#### Extract
The sovereign is dead. So too the nation?

Updated: Aug 7, 2023


Disclaimer: I'm sure there's many flaws in the below; I'm not 100% convinced by it myself, though can't quite work out why. Please do feel free to tell me so. However, I think the idea being teased out overall has some substance though, which I hope will be of interest if you read to the end.


What is a nation?


Within the humanities, one often turns to Anderson’s definition as a rule of thumb: an imagined political community, imagined as both inherently limited and sovereign.


Imagined: because no member of the nation will ever meet every other fellow-national, and yet they imagine the group to include people they will never meet.

Community, because a horizontal fellowship is thought to hold between each member of the group.

Limited, because no nation has ever imagined itself to potentially include all humanity in the way that, say, Christianity occasionally has. There is us, and there is you.


Sovereign, because as the Enlightenment went on, it became clear that these imagined units could be used as a justification for why they were to be ruled together.


Since Anderson’s definition was established, medievalists and classicists have found earlier evidence for the formation of nation than these.


Political, interestingly, is not defined in the original definition except by context: that the idea of nation is an inherently political idea, spanning ideas of governance, culture, and more.


All of these facets together make up a nation. While the definition is contested in some aspects, it more or less holds water.


In combination, these facets incline themselves to a form of nation that is in some way, whether via direct vote or a leader(s) who claims to represent the people’s will, responsive to the nation. This is in contrast to the former justifications of the monarch being able to crush opposition by force, or religious doctrine, both of which paid attention to possible dissent, but did not have to legitimise themselves with reference to it.


What is a dead sovereign?


The sovereign is the head of state; a symbol of the nation.


In theory.


But what we have seen over the past weeks is not merely the mass outpouring of grief featured in various parts of the media, but also a possible sign of a broader trend.


The nation is no longer an imagined community, for our communities are formed of things that are not bound by national boundaries.


Who observed her death?


Many people, in different ways.


There are traditionalists, whether in matters of formal solemnity or Anglican faith, from far beyond the UK and Commonwealth.


Modernists, who thronged to public spaces to make offerings to a dead celebrity, with flowers, corgis, and Paddington Bear themed merchandise and food; grave goods for an Anglican.
########
Tasks to complete
a) In the essay on nationhood and the dead sovereign, why is a nation called "limited" under Anderson's definition?
b) Write the next part of the essay on nationhood and the dead sovereign, picking up after its final sentence.
#### Collected data
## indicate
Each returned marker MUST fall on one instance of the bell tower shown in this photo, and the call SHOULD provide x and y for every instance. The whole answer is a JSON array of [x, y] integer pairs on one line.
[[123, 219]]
########
Results of the exercise
a) Because no nation has ever imagined itself to potentially include all humanity.

b)
The Fandoms, the Modernists’ heirs, seeking to see and be seen online, putting out solemn commentary to their 30 followers, or sharing light-hearted tributes.


The Dissenters, from courteously silent republicans to those striking out with jokes, anger, overt celebration and mockery.


This group often occupied the porous border between ‘British cyberspace’ and the international beyond, notably those from Ireland and the African diaspora with their traumatic relationships to British governments.


There is also whatever the heck this is: https://twitter.com/ichlugebullets/status/1568317330945343489


Offline, I’m sure that all camps would make judgements based on context. It would be a foolish traditionalist who walked into a Dublin republican pub and demanded a solemn reverence; likewise a thoughtless dissenter who stood among sorrow-struck neighbours and cracked jokes, while both might try to express their feelings in other ways.


In person, we judge such things based on our current company. It is online that our separate rooms are unfortunately merged at times of great emotion.


But the online world is real.


Digital nations


This is not the tutting (traditionalist) essay arguing that we have lost proper reverence, though the predominance of Modernists and Fandoms does indicate that the reverence that supports the monarchy’s constitutional function has more or less been lost.


Nor is it noting that we have lost any sort of communal mourning ritual, although that is also true and a problem for our offline nation. Humans die; it is one of our fundamental facts. We want to mourn them, ideally with others for support, and a lack of consensus about how to do that (even among those who want to) poses a substantial cultural challenge.


But the response to the loss of a symbol (for better and worse) of the nation suggests that in an online world, old fashioned nations are starting to lose their force.


What makes a nation easy is if almost everyone its members meet, read, and hear from is of the nation. As the idea of ‘nation’ started to be the main organising force of European states, it was a time when there was limited travel, or access to information from outside one’s immediate region.


What makes it hard is if the group starts to formulate self-identity more in other ways. Historically, one might equally look at the European diplomatic aristocracy, with a shared lingua franca and classical education, or the International, uniting a movement on class lines, not borders, both of whom posed different types of threat to the nation state model.


In modern times, more time is spent online. That might be for work (such as the hyper-international worlds of global finance and trade), or communities of interest around particular hobbies, media, politics, topics, and more.


Others have written more on the radicalising effects of social media bubbles. But what was of greater significance in that moment of mourning is what it showed about online identity.


Not only is it primarily formulated within a fandom lens (for our feeds mix all forms of content with gay abandon), but it is fundamentally not formed across national and geographic lines. Although linguistic lines matter (to the extent that online translators do not overcome that), discourse on any topic has become trans-national.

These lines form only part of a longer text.